2.2.7. Measurement of Viscosity

An electron-magnetically spinning viscometer [22,23,24] (EMS-100, Kyoto Electronics Manufacturing Co., Ltd., Kyoto, Japan) was used to measure the viscosity of prepared formulations. The viscometer has a couple of magnets attached to the rotator, which apply a rotating magnetic field. A test tube with a smooth concave bottom, in which the sample and 2-mm aluminum spheres were included, set at the center of the magnetic field. The measurement was conducted at 25 °C (n = 50). The viscosity was shown as the average value measured 50 times for each sample.

2.2.8. In Vitro LA Release from the Prepared Formulations

The prepared formulation (100 µL) was added to a Pur-A-Lyzer TM mini 12,000 dialysis kit with a fractional molecular weight of 12,000 (Sigma Aldrich, St. Louis, MO, USA) and placed in a vial containing 40 mL PBS (1/30 M) with a stirrer bar. An in vitro release test was conducted for 6 h in a water bath at 37 ± 0.02 °C with a stirring speed of 100 rpm. At predetermined times, 500 µL of the solution was collected from the receiver side and the same volume of PBS was added to maintain a constant volume. The sample was mixed with the same volume of acetonitrile, then mixed using a vortex mixer for 5 min. Then, the obtained samples were stored at −80 °C until measurement.

2.2.9. In Vivo Experiment

Male Wistar rats (body weight 200 ± 20 g, 8-weeks old (Sankyo Labo Service Corporation, Inc., Tokyo, Japan)) were selected. The rats were housed in a room regulated at 25 ± 2 °C with a light/dark cycle (on, off time: 09:00–21:00) every 12 h. Water and feed (MF (Oriental Yeast Co., ltd., Tokyo, Japan)) were freely accessed. All procedures were approved by the Josai University Animal Care and Use Committee and complied with the National Institutes of Health’s Guide for the Care and Use of Laboratory Animals. After approval by the Josai University Ethics Committee (approved number: JU20005), the experimental animals were used in accordance with the Josai University Laboratory Animal Regulations. After the rats were anesthetized with triple anesthesia (intraperitoneal administration of 0.15 mg/kg medetomidine hydrochloride, 2.5 mg/kg butorphanol, 2 mg/kg midazolam tartrate), they were placed on their backs and the jugular vein and abdomen, which were the blood collection points, were shaved with clippers. LA solution or prepared formulation was administered subcutaneously into the rat abdomen using a 23 G needle (TERUMO Co., Tokyo, Japan) at an LA dose of 2.0 mg/kg. After blood collection, the same volume of saline solution was injected through the tail vein using a 27 G winged needle (TERUMO Co., Tokyo, Japan). The obtained blood sample was centrifuged (21,500× g, 5 min, 4 °C) to obtain plasma. The same amount of acetonitrile was added to the obtained plasma and mixed for 5 min with a vortex mixer, then centrifuged again (21,500× g, 5 min, 4 °C) to remove the protein, and the sample was stored at −80 °C until measurement. The area under the concentration–time curve until 12 h after administration (AUC12h), was calculated using the trapezoidal rule. Relative BA was calculated as the ratio of AUC12h obtained from s.c. administration of each prepared formulation to that of the LA solution.

> ENTRIES SHOWN:
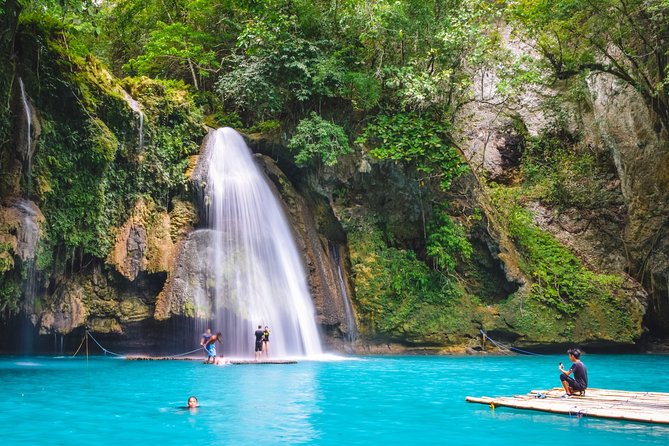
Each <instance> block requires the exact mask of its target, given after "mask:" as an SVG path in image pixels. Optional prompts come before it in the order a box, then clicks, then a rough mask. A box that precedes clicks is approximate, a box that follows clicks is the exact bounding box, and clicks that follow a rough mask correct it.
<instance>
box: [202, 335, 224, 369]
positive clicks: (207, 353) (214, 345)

* * *

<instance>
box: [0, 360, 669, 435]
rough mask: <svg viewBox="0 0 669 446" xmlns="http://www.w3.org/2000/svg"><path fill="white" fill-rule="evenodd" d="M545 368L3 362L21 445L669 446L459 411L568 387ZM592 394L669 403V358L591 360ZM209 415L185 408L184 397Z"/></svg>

...

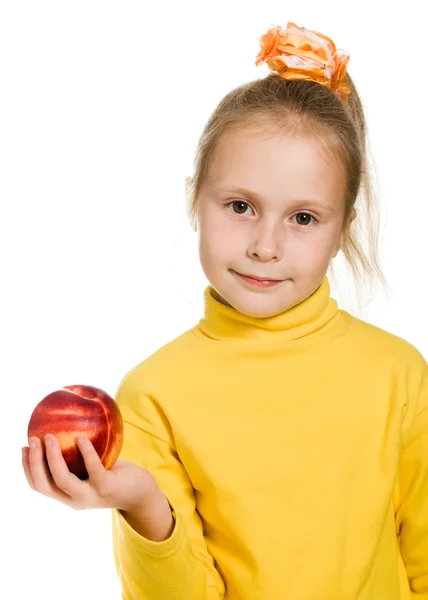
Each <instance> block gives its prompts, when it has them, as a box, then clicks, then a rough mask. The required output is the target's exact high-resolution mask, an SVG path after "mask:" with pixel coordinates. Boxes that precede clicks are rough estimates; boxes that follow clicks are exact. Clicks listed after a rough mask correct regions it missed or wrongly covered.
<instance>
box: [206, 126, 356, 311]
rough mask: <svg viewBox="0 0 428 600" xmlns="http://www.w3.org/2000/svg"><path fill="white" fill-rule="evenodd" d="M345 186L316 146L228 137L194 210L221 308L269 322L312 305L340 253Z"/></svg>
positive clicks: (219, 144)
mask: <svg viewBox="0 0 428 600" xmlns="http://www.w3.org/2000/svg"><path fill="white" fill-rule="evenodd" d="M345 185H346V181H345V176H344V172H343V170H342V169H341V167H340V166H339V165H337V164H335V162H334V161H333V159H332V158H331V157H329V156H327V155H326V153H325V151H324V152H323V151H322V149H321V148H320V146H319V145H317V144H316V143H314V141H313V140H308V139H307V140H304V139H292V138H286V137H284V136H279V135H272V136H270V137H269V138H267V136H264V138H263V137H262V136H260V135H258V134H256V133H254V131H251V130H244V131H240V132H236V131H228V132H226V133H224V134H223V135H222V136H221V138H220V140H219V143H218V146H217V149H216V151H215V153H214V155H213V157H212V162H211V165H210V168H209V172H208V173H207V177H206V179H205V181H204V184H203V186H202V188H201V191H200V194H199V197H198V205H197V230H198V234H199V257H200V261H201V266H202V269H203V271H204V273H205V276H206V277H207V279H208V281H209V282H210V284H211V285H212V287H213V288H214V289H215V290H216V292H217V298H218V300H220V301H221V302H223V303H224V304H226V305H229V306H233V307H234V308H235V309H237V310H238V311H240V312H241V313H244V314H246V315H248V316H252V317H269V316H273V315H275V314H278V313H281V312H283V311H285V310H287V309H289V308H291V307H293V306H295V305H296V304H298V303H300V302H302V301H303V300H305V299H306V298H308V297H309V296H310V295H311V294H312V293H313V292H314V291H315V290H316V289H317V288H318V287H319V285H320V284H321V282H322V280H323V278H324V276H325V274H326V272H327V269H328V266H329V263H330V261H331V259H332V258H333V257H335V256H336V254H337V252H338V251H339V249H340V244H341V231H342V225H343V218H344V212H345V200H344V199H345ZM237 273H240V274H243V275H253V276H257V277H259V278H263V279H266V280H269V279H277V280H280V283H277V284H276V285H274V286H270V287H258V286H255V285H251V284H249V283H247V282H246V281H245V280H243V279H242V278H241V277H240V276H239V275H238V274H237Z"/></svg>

> EXERCISE: Could you rewrite the stretch of the methods text from "2.2.8. In Vitro" through "were stored at −80 °C until measurement.", changing "vial" to "beaker"?

> ANSWER:
2.2.8. In Vitro LA Release from the Prepared Formulations

The prepared formulation (100 µL) was added to a Pur-A-Lyzer TM mini 12,000 dialysis kit with a fractional molecular weight of 12,000 (Sigma Aldrich, St. Louis, MO, USA) and placed in a beaker containing 40 mL PBS (1/30 M) with a stirrer bar. An in vitro release test was conducted for 6 h in a water bath at 37 ± 0.02 °C with a stirring speed of 100 rpm. At predetermined times, 500 µL of the solution was collected from the receiver side and the same volume of PBS was added to maintain a constant volume. The sample was mixed with the same volume of acetonitrile, then mixed using a vortex mixer for 5 min. Then, the obtained samples were stored at −80 °C until measurement.